> **Task details**: Among the entries below, give every line from the one containing "sky in this" through the one containing "<point>355,190</point>", inclusive, as a JSON list of strings, one string per line, with blank lines omitted.
— BEGIN Dataset records —
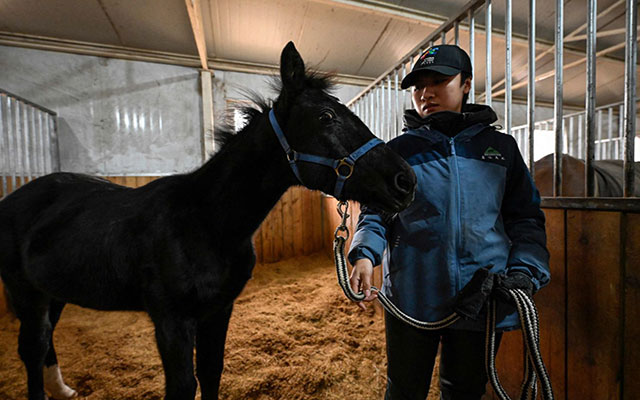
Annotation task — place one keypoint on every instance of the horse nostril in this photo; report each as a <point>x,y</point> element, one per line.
<point>403,183</point>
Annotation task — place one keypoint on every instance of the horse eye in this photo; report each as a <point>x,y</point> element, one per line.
<point>326,116</point>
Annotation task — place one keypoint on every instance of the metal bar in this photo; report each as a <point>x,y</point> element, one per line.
<point>487,75</point>
<point>456,33</point>
<point>531,88</point>
<point>11,156</point>
<point>397,116</point>
<point>472,32</point>
<point>4,164</point>
<point>630,58</point>
<point>19,140</point>
<point>47,145</point>
<point>599,149</point>
<point>557,120</point>
<point>590,99</point>
<point>551,48</point>
<point>571,139</point>
<point>581,140</point>
<point>27,142</point>
<point>619,145</point>
<point>609,153</point>
<point>391,114</point>
<point>507,95</point>
<point>471,5</point>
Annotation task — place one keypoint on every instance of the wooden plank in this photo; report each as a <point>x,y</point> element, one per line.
<point>631,362</point>
<point>297,207</point>
<point>267,239</point>
<point>307,222</point>
<point>277,234</point>
<point>594,305</point>
<point>130,181</point>
<point>195,16</point>
<point>316,210</point>
<point>551,303</point>
<point>287,224</point>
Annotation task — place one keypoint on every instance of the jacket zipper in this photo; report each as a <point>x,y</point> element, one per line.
<point>458,212</point>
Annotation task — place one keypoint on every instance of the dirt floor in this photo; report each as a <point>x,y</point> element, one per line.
<point>293,335</point>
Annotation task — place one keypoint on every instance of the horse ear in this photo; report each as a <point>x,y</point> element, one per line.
<point>291,69</point>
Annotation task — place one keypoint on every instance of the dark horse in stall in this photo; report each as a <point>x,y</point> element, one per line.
<point>608,177</point>
<point>180,247</point>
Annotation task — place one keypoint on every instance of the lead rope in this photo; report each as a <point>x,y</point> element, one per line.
<point>534,367</point>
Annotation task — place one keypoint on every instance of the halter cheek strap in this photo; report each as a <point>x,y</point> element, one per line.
<point>343,167</point>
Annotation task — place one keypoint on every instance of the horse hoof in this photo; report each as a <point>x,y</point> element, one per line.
<point>55,386</point>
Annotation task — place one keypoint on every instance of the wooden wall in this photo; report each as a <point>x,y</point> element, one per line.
<point>589,313</point>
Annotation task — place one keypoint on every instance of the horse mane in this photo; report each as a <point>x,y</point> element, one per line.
<point>258,105</point>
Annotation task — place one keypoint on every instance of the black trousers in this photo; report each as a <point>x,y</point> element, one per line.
<point>411,354</point>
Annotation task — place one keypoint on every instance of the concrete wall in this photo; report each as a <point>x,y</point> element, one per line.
<point>119,117</point>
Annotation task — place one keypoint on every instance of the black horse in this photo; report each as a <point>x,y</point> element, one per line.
<point>180,247</point>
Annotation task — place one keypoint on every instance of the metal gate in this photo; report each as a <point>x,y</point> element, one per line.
<point>28,142</point>
<point>589,134</point>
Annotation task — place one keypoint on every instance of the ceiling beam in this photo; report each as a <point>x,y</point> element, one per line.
<point>133,54</point>
<point>195,16</point>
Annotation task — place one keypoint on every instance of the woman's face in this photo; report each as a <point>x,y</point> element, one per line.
<point>435,92</point>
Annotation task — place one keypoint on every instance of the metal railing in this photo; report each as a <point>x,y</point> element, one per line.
<point>381,104</point>
<point>28,141</point>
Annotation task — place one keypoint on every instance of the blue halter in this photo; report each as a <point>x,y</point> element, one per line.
<point>348,162</point>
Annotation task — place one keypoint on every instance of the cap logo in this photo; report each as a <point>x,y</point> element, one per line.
<point>429,52</point>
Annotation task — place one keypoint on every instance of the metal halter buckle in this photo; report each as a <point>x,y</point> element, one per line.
<point>343,162</point>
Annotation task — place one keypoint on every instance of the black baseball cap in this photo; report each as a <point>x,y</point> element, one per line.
<point>447,59</point>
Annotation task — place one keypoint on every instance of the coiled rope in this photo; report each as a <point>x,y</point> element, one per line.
<point>527,312</point>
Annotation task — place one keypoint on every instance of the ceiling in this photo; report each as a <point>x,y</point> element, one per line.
<point>358,39</point>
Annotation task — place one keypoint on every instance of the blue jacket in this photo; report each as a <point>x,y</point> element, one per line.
<point>475,206</point>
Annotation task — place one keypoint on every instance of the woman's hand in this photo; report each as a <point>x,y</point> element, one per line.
<point>361,280</point>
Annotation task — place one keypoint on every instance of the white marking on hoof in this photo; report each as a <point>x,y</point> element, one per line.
<point>54,384</point>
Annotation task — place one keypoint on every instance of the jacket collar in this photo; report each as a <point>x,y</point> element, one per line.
<point>448,123</point>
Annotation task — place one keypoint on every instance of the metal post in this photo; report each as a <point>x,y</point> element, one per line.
<point>507,93</point>
<point>27,142</point>
<point>581,140</point>
<point>609,152</point>
<point>619,145</point>
<point>4,163</point>
<point>531,88</point>
<point>472,32</point>
<point>208,142</point>
<point>398,113</point>
<point>391,115</point>
<point>599,148</point>
<point>572,139</point>
<point>487,77</point>
<point>590,100</point>
<point>630,58</point>
<point>557,118</point>
<point>456,33</point>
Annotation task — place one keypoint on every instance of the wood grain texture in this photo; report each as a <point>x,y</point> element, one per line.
<point>631,352</point>
<point>594,305</point>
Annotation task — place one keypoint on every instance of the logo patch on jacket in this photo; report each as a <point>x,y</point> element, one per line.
<point>492,154</point>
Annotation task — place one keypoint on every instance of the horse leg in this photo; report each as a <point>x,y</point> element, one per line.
<point>33,340</point>
<point>53,382</point>
<point>210,339</point>
<point>175,338</point>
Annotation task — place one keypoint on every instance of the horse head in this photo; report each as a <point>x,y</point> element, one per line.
<point>329,148</point>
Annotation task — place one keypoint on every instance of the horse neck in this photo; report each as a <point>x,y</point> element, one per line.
<point>244,180</point>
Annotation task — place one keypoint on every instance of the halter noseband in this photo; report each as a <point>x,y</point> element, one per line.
<point>348,162</point>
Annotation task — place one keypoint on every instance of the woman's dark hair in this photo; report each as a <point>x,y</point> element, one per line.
<point>463,79</point>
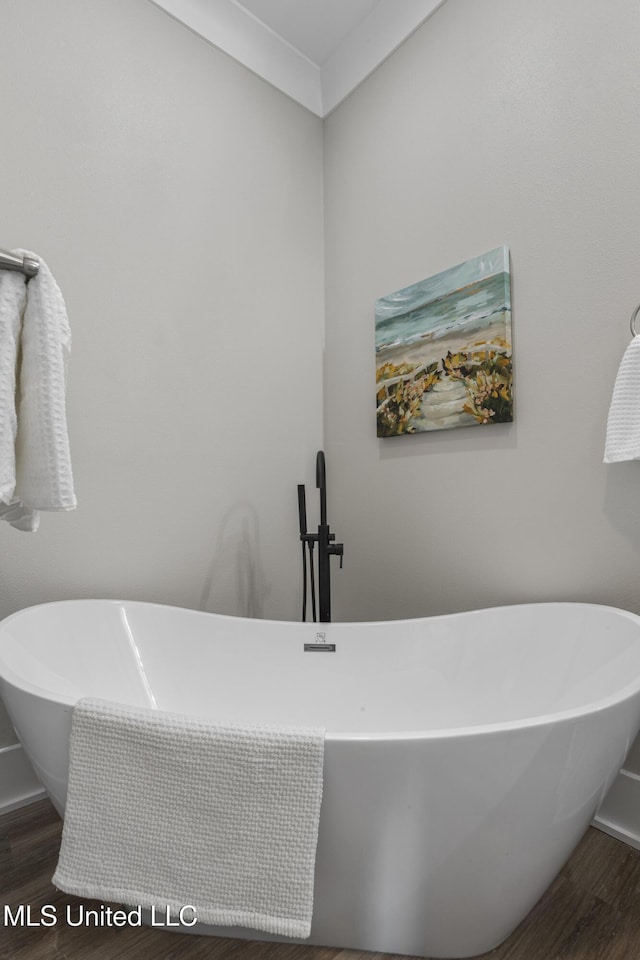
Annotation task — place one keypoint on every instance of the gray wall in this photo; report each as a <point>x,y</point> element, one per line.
<point>499,121</point>
<point>177,199</point>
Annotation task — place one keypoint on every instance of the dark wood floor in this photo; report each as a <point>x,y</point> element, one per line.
<point>591,912</point>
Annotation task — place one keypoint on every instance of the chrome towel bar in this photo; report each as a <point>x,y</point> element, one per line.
<point>12,261</point>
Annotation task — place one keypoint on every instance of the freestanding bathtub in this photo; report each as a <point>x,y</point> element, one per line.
<point>465,755</point>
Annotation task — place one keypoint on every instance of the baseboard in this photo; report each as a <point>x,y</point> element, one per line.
<point>619,813</point>
<point>18,783</point>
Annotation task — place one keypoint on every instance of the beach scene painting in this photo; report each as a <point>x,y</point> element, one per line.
<point>443,350</point>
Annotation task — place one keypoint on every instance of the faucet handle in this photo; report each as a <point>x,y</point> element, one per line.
<point>337,550</point>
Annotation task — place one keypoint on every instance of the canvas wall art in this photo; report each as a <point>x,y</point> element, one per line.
<point>443,350</point>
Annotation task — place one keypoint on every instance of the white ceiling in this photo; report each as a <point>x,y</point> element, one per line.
<point>316,51</point>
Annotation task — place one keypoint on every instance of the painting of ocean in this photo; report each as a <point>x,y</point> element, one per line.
<point>443,350</point>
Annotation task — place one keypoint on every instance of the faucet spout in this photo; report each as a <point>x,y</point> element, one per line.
<point>326,547</point>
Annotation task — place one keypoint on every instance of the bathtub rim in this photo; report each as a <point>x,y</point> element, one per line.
<point>587,709</point>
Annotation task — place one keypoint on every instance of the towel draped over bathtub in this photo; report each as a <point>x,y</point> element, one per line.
<point>623,423</point>
<point>167,811</point>
<point>35,341</point>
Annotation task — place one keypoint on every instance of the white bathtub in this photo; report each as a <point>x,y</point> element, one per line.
<point>465,757</point>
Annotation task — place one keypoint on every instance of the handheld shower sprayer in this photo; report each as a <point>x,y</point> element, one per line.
<point>326,548</point>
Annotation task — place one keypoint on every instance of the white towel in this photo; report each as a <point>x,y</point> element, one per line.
<point>623,423</point>
<point>170,811</point>
<point>35,341</point>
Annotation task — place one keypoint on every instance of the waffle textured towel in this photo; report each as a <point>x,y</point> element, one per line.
<point>35,340</point>
<point>623,424</point>
<point>167,811</point>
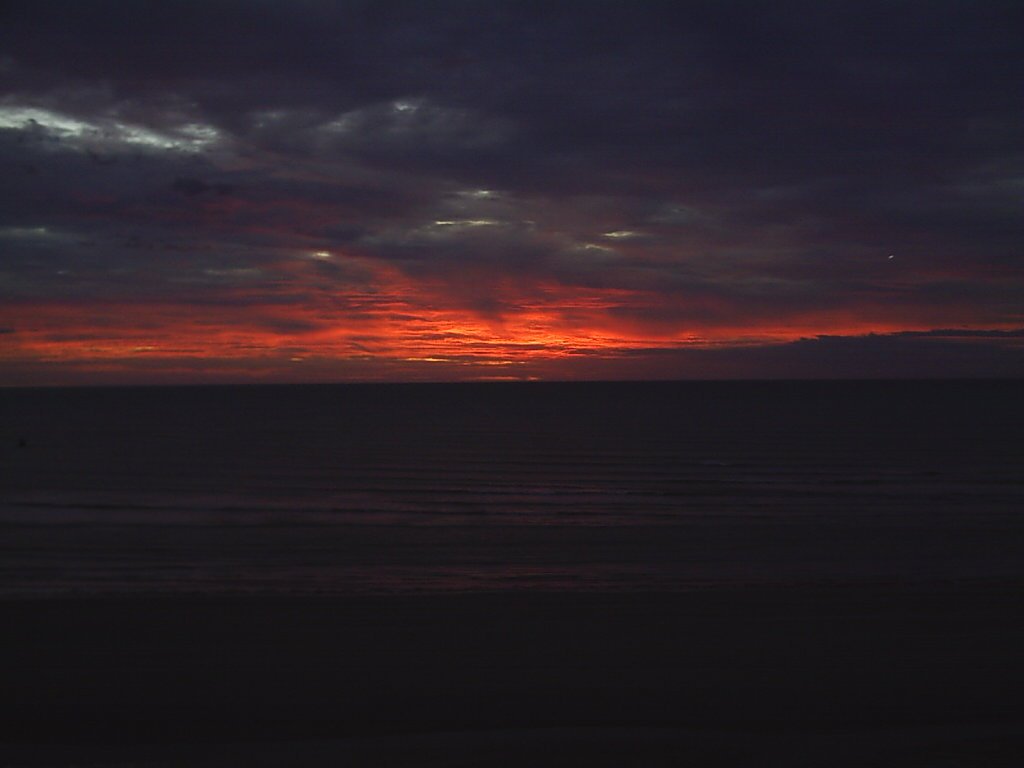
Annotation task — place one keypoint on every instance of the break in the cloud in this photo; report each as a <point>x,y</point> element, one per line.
<point>312,190</point>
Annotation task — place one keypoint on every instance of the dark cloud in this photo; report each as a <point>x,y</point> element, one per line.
<point>711,168</point>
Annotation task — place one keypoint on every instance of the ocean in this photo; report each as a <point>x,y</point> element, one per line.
<point>428,488</point>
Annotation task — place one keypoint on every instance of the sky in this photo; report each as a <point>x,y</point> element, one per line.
<point>312,192</point>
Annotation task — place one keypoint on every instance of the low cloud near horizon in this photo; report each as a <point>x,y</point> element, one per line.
<point>355,190</point>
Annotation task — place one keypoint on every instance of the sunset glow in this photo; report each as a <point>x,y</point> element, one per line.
<point>417,221</point>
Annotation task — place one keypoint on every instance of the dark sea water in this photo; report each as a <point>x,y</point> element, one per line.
<point>354,489</point>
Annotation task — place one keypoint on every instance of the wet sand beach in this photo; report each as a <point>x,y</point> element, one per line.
<point>723,678</point>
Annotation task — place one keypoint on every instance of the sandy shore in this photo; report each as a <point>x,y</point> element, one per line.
<point>838,676</point>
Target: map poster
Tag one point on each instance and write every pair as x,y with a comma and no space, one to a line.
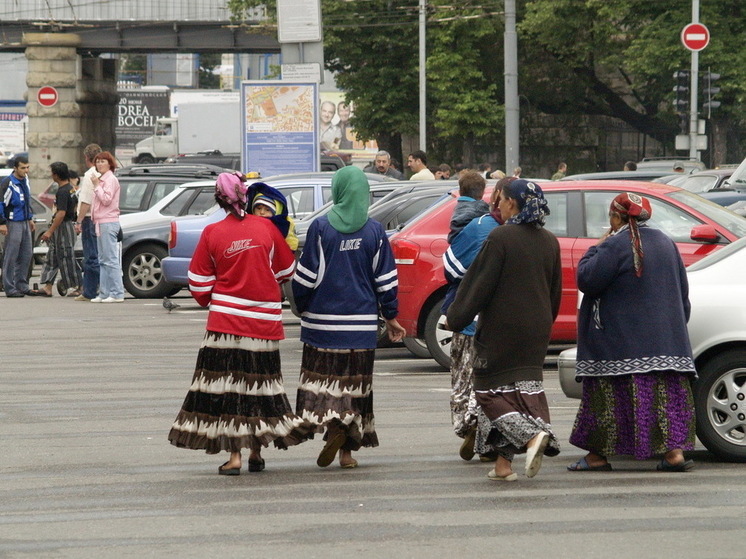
279,127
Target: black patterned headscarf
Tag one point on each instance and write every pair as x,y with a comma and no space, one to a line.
532,205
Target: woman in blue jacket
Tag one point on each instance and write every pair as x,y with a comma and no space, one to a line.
346,277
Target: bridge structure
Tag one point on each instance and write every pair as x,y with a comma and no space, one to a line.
66,43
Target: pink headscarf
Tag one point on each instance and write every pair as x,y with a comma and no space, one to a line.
231,189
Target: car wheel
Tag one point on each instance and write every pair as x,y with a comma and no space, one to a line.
720,403
417,347
438,339
383,339
143,275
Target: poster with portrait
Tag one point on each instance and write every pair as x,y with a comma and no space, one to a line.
278,127
336,135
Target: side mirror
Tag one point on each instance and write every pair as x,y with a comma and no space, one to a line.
704,234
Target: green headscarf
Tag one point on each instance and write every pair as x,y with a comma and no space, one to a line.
351,197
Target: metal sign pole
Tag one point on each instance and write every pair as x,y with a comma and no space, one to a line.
693,153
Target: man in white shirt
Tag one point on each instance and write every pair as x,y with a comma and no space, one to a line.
91,270
417,162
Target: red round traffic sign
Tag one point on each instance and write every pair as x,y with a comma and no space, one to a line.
47,96
695,36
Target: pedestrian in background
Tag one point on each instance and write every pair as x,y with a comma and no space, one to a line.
61,236
17,225
237,399
561,171
417,163
634,356
91,269
346,277
105,215
514,285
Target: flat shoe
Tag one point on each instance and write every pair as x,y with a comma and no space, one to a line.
582,465
466,452
229,471
666,466
535,454
332,446
488,457
512,476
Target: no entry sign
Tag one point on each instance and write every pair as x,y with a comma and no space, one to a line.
47,96
695,37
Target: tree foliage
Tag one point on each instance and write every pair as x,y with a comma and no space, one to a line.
576,57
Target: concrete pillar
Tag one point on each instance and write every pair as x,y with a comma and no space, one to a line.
84,113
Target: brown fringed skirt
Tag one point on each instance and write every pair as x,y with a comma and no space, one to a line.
336,393
237,399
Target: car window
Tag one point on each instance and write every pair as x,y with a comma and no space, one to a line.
673,221
408,211
698,183
160,189
131,195
300,200
202,202
556,221
175,206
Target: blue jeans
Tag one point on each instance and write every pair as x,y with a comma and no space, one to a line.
19,249
109,261
91,271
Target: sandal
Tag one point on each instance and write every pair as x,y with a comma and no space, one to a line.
666,466
223,471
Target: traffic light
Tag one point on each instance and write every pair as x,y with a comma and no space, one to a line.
709,91
681,103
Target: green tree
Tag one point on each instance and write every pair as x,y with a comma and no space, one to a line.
617,58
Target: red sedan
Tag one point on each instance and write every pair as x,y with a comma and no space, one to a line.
579,215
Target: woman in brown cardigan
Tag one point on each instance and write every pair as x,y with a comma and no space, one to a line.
514,284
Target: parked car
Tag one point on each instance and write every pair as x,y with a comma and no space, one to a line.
579,215
667,163
717,332
145,237
639,175
233,160
305,193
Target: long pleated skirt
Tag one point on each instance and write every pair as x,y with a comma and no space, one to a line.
237,399
335,393
640,415
512,415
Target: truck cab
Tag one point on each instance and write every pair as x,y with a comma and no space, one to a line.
161,145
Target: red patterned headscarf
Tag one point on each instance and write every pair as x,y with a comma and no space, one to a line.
637,210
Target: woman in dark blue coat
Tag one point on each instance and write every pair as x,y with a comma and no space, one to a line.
634,356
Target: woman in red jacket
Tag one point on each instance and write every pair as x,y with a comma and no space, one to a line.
237,399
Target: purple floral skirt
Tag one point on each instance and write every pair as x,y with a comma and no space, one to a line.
641,415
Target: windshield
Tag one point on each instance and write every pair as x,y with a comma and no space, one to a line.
719,255
732,222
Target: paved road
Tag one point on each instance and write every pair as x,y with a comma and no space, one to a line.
88,393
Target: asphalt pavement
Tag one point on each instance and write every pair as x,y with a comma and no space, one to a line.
88,394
— END Dataset records —
> **Result of the exercise**:
[
  "Annotation task — place one keypoint on every instance of the sky in this photo; report each as a <point>x,y</point> element, one per line.",
  "<point>312,192</point>",
  "Annotation task — place one keypoint on every instance of the low cloud near horizon in this photo; report each as a <point>x,y</point> element, one per line.",
  "<point>355,190</point>"
]